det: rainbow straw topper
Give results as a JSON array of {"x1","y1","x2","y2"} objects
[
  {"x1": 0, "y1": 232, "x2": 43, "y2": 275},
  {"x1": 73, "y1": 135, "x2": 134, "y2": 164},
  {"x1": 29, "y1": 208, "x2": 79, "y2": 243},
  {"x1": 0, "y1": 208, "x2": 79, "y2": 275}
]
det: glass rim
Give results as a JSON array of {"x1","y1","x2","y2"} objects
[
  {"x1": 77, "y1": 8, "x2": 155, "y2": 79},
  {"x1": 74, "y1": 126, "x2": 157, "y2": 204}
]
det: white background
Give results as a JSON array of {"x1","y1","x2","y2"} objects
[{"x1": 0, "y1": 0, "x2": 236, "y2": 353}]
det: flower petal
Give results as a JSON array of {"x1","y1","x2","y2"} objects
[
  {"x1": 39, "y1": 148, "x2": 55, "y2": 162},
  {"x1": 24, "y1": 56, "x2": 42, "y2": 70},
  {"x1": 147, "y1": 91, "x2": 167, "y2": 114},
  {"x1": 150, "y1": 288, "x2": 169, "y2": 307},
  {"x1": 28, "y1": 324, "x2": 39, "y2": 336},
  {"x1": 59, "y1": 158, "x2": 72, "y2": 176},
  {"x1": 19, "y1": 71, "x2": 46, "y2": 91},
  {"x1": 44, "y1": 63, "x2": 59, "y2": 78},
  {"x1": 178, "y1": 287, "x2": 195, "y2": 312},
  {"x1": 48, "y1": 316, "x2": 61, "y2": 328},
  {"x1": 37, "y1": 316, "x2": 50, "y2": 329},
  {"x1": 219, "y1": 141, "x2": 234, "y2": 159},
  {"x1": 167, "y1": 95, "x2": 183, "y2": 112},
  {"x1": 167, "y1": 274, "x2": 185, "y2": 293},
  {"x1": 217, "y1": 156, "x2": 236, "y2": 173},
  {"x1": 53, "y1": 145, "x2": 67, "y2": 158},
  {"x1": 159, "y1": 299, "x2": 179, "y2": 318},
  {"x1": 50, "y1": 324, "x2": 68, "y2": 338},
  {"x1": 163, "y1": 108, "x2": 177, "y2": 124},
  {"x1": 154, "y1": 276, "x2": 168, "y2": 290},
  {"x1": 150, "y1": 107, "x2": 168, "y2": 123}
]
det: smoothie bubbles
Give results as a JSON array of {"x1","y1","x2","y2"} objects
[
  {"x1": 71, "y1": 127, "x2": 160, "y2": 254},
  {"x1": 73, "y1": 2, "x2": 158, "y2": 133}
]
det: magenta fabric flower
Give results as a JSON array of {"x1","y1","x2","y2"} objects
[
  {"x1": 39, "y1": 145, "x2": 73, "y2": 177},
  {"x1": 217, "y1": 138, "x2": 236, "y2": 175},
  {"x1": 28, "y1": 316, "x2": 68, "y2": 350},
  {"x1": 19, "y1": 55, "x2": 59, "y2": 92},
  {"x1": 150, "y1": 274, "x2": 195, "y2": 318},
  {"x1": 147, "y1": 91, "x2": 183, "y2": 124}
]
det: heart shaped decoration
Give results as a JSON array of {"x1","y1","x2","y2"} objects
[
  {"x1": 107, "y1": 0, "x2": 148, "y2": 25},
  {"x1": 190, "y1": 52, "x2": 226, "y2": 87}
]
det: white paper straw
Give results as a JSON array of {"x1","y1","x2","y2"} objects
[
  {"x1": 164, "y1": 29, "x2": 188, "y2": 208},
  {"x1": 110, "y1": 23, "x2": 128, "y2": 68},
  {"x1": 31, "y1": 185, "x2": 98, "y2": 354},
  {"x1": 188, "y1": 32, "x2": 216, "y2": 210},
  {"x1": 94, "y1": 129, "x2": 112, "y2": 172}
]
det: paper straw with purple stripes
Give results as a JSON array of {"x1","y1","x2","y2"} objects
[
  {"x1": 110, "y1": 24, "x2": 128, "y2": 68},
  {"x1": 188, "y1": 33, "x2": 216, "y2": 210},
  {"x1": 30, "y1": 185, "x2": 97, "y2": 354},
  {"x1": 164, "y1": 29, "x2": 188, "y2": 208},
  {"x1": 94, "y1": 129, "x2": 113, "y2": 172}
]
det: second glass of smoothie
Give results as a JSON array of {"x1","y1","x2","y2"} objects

----------------------------------------

* How to complete this task
Each line with the word "glass" in the records above belongs in the result; copy all of them.

* Task answer
det: glass rim
det: second glass of smoothie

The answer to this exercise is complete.